━━━ Quoted text ━━━
For Missing Data Checks, you specify the following:

  • Missing Period: The period over which to check for missing data. E.g. “1 day”, “48 hours”

  • Missing Interval: The Interval of the time series to check for missing values. This cannot be an INSTANT time series, otherwise the system does not know how many values to expect. The system will check for missing data at this interval.

  • Max Missing Values: The maximum number of missing values in the period to accept before declaring an alarm. Missing values do not have to be contiguous.

For example, if Missing Period is “48 hours”, interval is “Hour”, and Max Missing is 3, this means that if more than three missing hourly values are detected within any 48 hour period, declare a missing data alarm. Note that missing values do not need to be contiguous within the period.

When an alarm condition is detected, a “ALARM_CURRENT” record is stored in the database. Later, the alarm may be resolved in a number of ways:

  • Value or ROC returns to normal range.

  • A stuck sensor becomes unstuck.

  • New data is received for a time series that was previously declared Missing.

  • A user manually cancels an alarm.

When an alarm is resolved it is moved to the “ALARM_HISTORY” table and an end time is assigned.

Email Notifications may optionally be sent when alarm conditions are detected and resolved. An ALARM_GROUP defines a list of email addresses.

The enhancment to OpenDCS presented here expands on previous work done for a different client. That client required alarms to be generated when certain conditions were detected on files or on the event messages being generated by some process.

Database Tables for Alarms

The Entity Relationship Diagram for Alarms is shown below.

_images/im-01-entity-relationship-diagram.png

An ALARM_GROUP contains a list of EMAIL_ADDR records. It is also associated with PROCESS_MONITOR and FILE_MONITOR records described elsewhere.

An ALARM_SCREENING is associated with a DATATYPE and optionally a SITE. Records without SITE assignment can define a kind of default for a data type. For example, you might define a screening with datatype=Incremental Precip and no site assignment.

When checking a value, the system looks first for a screening with matching SITE and DATATYPE. Then if not found, a match for only DATATYPE will be used.

An ALARM_SCREENING may have a START_DATE_TIME. If so, only values after the specified start will be checked with this screening. For example, you may have limits that evolve over time for a given Site/DataType. There may be a series of ALARM_SCREENING records with different START_DATE_TIMEs. The appropriate record will be used depending on the data time.

A screening may have multiple seasonal ALARM_LIMIT_SET records. If you do not need seasonal checks, simply leave SEASON_NAME undefined. A limit set with no SEASON_NAME will be the default for data that does not occur within a named season.

The Limit Set holds all of the limits that control how checks are done. The names in the ERD above are self explanatory.

ALARM_CURRENT holds currently-asserted alarms. ALARM_HISTORY holds alarms that have been asserted and resolved in the past. In these tables:

  • TS_ID is a foreign key to CP_TS_ID in HDB, or the time series code in CWMS.
━━━ Data entries ━━━
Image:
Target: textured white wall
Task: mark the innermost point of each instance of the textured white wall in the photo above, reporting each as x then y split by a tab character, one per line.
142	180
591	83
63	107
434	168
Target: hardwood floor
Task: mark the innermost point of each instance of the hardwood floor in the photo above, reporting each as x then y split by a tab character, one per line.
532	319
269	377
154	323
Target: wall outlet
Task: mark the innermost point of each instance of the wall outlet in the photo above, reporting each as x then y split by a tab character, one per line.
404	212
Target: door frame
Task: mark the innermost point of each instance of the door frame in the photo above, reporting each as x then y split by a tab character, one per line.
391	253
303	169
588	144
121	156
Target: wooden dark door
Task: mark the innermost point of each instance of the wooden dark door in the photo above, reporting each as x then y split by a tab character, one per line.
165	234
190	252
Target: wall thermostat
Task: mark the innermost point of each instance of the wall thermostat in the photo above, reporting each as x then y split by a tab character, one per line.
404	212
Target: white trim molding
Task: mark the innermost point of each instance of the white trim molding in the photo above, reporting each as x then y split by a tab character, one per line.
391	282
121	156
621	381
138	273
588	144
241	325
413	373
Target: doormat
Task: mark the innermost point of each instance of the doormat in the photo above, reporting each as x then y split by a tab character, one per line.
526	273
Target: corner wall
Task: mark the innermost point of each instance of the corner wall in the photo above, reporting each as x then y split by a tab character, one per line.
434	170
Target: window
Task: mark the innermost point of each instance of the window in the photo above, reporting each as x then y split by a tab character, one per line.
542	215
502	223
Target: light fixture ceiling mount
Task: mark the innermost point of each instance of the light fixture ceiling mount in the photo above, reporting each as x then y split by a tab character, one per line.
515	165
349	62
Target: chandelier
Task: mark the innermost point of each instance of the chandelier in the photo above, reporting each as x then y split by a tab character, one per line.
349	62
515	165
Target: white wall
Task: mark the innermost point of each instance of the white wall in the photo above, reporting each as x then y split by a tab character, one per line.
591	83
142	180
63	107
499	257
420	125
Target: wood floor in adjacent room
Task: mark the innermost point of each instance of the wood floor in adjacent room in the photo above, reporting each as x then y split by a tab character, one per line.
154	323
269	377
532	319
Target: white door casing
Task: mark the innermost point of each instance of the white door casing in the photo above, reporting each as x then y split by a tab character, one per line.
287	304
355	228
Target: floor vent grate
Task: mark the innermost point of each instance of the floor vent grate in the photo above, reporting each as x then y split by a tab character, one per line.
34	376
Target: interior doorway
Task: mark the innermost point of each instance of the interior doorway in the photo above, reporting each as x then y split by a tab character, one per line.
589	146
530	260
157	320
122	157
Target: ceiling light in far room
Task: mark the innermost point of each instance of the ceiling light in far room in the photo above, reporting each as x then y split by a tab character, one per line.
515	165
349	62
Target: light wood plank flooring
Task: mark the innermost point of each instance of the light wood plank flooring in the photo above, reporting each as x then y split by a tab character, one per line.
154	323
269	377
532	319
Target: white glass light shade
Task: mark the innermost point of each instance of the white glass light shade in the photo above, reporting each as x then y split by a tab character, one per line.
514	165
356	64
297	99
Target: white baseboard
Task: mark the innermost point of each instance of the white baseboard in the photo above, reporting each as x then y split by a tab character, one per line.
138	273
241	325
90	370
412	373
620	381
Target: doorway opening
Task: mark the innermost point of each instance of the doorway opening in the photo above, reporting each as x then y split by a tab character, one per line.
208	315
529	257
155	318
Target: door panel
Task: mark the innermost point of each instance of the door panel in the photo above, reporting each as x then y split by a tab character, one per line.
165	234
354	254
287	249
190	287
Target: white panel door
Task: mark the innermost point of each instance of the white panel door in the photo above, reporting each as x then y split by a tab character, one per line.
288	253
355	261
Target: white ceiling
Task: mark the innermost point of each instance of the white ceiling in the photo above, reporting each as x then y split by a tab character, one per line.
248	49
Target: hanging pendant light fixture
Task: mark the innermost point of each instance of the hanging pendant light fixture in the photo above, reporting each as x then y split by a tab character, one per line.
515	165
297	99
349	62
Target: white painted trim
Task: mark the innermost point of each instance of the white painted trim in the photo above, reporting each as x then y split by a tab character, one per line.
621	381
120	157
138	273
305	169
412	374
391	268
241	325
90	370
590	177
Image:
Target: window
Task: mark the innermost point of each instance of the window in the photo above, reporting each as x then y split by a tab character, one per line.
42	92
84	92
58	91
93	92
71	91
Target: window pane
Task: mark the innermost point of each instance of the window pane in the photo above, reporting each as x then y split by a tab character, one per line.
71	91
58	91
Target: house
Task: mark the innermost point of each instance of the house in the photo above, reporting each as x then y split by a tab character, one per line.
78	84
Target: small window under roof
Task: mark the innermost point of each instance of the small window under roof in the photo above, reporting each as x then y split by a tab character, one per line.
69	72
━━━
━━━ Data entries ━━━
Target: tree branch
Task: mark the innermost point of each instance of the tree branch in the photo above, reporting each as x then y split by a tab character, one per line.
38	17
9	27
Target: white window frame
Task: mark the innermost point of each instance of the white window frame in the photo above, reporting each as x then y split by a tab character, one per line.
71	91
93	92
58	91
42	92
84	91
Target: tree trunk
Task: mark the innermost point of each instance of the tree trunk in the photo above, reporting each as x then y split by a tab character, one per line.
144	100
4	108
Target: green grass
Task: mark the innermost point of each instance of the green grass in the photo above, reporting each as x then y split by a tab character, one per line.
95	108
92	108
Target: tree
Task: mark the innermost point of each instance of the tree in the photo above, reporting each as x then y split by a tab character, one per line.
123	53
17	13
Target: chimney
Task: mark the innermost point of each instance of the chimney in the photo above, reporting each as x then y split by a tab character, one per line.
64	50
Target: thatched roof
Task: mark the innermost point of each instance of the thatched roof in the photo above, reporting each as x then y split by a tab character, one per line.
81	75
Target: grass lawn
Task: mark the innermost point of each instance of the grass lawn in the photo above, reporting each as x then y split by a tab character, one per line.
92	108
━━━
§ Written exercise 1
Decide whether each statement below agrees with the OpenDCS alarm text, answering yes or no and quoting the words of the text that settle it.
(a) Missing values must be contiguous within the period to count toward an alarm.
(b) A resolved alarm is moved to the ALARM_HISTORY table and given an end time.
(c) The Missing Interval may be an INSTANT time series.
§ Written exercise 2
Edit the OpenDCS alarm text, starting with "For example, if" and going on through "time is assigned.", so that "stuck sensor" becomes "frozen sensor".
§ Written exercise 3
Answer from the OpenDCS alarm text:
(a) What does an ALARM_GROUP define?
(b) When checking a value, what kind of screening does the system look for first?
(c) What does ALARM_CURRENT hold?

§ Exercise solution 1
(a) No: "Missing values do not have to be contiguous."
(b) Yes: "When an alarm is resolved it is moved to the “ALARM_HISTORY” table and an end time is assigned."
(c) No: "This cannot be an INSTANT time series, otherwise the system does not know how many values to expect."

§ Exercise solution 2
For example, if Missing Period is “48 hours”, interval is “Hour”, and Max Missing is 3, this means that if more than three missing hourly values are detected within any 48 hour period, declare a missing data alarm. Note that missing values do not need to be contiguous within the period.

When an alarm condition is detected, a “ALARM_CURRENT” record is stored in the database. Later, the alarm may be resolved in a number of ways:

  • Value or ROC returns to normal range.

  • A frozen sensor becomes unstuck.

  • New data is received for a time series that was previously declared Missing.

  • A user manually cancels an alarm.

When an alarm is resolved it is moved to the “ALARM_HISTORY” table and an end time is assigned.

§ Exercise solution 3
(a) A list of email addresses.
(b) A screening with matching SITE and DATATYPE.
(c) Currently-asserted alarms.